Region labeling rows:
━━━━━━

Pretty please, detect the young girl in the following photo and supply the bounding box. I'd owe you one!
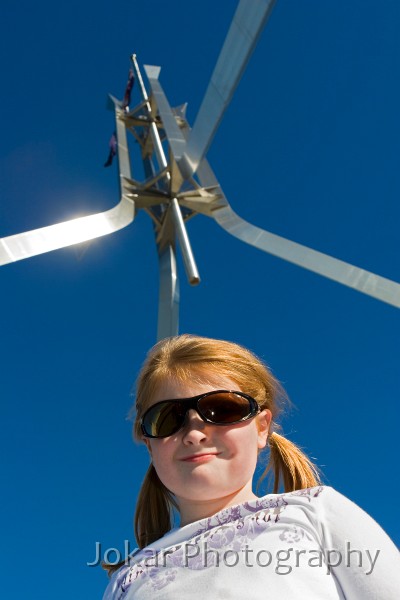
[104,335,400,600]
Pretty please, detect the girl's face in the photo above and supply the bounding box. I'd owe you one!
[144,377,271,524]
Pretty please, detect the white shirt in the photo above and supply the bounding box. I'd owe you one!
[103,486,400,600]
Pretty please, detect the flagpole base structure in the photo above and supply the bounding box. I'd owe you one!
[0,0,400,339]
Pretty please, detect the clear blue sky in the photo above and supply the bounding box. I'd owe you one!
[0,0,400,600]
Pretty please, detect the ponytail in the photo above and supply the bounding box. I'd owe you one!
[134,464,178,548]
[259,431,321,494]
[101,463,178,577]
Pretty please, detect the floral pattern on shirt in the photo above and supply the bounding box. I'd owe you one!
[116,486,323,600]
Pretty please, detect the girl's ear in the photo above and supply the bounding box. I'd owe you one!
[256,409,272,450]
[142,438,152,458]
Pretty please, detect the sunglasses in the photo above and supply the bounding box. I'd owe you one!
[140,390,260,438]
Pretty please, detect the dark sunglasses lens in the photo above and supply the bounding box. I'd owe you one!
[198,392,252,425]
[143,402,185,437]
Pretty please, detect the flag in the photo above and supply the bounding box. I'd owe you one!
[104,131,117,167]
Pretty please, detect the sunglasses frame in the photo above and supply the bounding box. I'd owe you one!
[140,390,260,439]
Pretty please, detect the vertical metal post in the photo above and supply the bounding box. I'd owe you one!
[131,54,170,179]
[157,244,179,340]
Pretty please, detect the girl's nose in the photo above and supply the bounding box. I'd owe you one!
[182,409,207,444]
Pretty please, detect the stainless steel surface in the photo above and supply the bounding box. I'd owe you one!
[0,198,135,265]
[0,95,135,265]
[179,0,275,178]
[131,54,169,178]
[144,65,186,194]
[171,198,200,285]
[192,154,400,308]
[157,244,179,340]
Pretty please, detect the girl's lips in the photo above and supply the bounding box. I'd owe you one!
[181,452,218,462]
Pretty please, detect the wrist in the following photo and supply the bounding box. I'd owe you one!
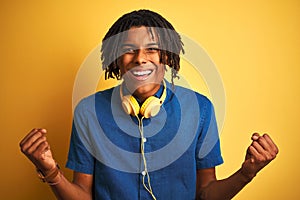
[36,164,62,185]
[238,168,256,183]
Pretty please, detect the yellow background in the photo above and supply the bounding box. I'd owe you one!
[0,0,300,200]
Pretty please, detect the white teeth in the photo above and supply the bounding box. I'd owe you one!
[132,70,152,76]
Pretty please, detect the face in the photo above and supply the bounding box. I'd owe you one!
[118,26,165,101]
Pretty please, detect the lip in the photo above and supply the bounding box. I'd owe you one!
[128,68,154,81]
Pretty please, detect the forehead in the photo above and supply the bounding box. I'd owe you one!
[123,26,158,45]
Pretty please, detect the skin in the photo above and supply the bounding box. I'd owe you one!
[118,26,165,102]
[20,27,278,200]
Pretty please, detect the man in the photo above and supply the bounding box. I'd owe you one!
[20,10,278,200]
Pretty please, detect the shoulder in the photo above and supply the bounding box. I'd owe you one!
[174,86,212,107]
[74,86,119,115]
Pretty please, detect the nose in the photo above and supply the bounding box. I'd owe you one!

━━━━━━

[PROBLEM DESCRIPTION] Copy every row above word for word, from the first to the last, and omit the pictures.

[OUTPUT FOR THIS TASK]
Pretty please, detect the young girl in the following photo and supply the bounding box. I'd owe you one!
[104,335,400,600]
Pretty please, detect the girl's face in the photo above and supply the bounding box. I'd owe you one!
[144,377,271,524]
Pretty please, detect the white shirt in the photo above and supply the bounding box. I'd owe you one!
[103,486,400,600]
Pretty please, detect the flagpole base structure in the photo above and supply the bounding box. I'd owe you one!
[0,0,400,339]
Pretty please, detect the clear blue sky in the photo above and supply the bounding box. I'd owe you one!
[0,0,400,600]
Pretty please, detect the ponytail in the photo above and supply the bounding box. I'd owe you one!
[134,464,178,548]
[259,431,321,494]
[101,463,178,577]
Pretty please, detect the floral pattern on shirt in the photo above and supply the bounding box. I'd owe you one!
[116,486,323,600]
Pretty please, detect the girl's ear in the photo above and supply the bounding box. I'd owe you one!
[256,409,272,450]
[142,438,152,458]
Pretty please, detect the sunglasses in the photo above and supply the bounding box. I'd owe you one!
[140,390,260,438]
Pretty please, detect the dark sunglasses lens in the photo above and supply the bounding box. I'd owe you one!
[198,392,252,425]
[143,402,185,437]
Pretty please, detect the flag in the photo above and supply the bounding box. I'd owe you one!
[104,131,117,167]
Pretty please, detect the sunglasses frame in the photo above and supply the bounding box. I'd owe you one!
[140,390,260,439]
Pretty please, detect the vertical metal post in the photo above and supply the bounding box. I'd owe you one!
[131,54,170,179]
[157,244,179,340]
Pretty please, detect the girl's nose in the photo above and supply the bounding box. I'd owe you one!
[182,409,207,444]
Pretty please, detect the stainless steel surface in the photo above and supply the bounding box. I'd owe you one!
[0,198,135,265]
[0,95,135,265]
[179,0,275,178]
[131,54,169,178]
[144,65,186,194]
[171,198,200,285]
[192,154,400,308]
[157,244,179,340]
Pretty please, detect the girl's lips in the photo above and supply the bounding box. I'd owe you one!
[181,452,218,462]
Pretty please, detect the wrist in the following photo and supply the bounding box. I'd owe you one!
[36,164,62,185]
[238,168,256,183]
Pretty please, detect the yellow background in the photo above and supply the bounding box. I'd owe you one!
[0,0,300,200]
Pretty please, detect the white teeth in the photo above and supply the bounding box. I'd owe you one!
[132,70,152,76]
Pretty please, detect the face in the photo above and supply the bounding box. I'd owe you one!
[118,26,165,101]
Pretty please, detect the lip in the photo above and supply the bounding box. I'd owe you one!
[128,68,154,81]
Pretty please, detect the forehead in the photo above and supply the bounding box. I'd owe you one!
[123,26,158,45]
Pretty please, detect the skin in the photo above and supply the bounding box. I'd owe you one!
[118,26,165,102]
[20,27,278,200]
Pretty please, detect the man in the photo above and supply the bounding box. I'd owe you one!
[20,10,278,200]
Pretty please, detect the shoulder in the photo above and supply the bounding box. I'd owe you one!
[174,86,212,107]
[74,86,119,115]
Pretty please, detect the nose in the photo above and supply the bounding box. I'd owe you one!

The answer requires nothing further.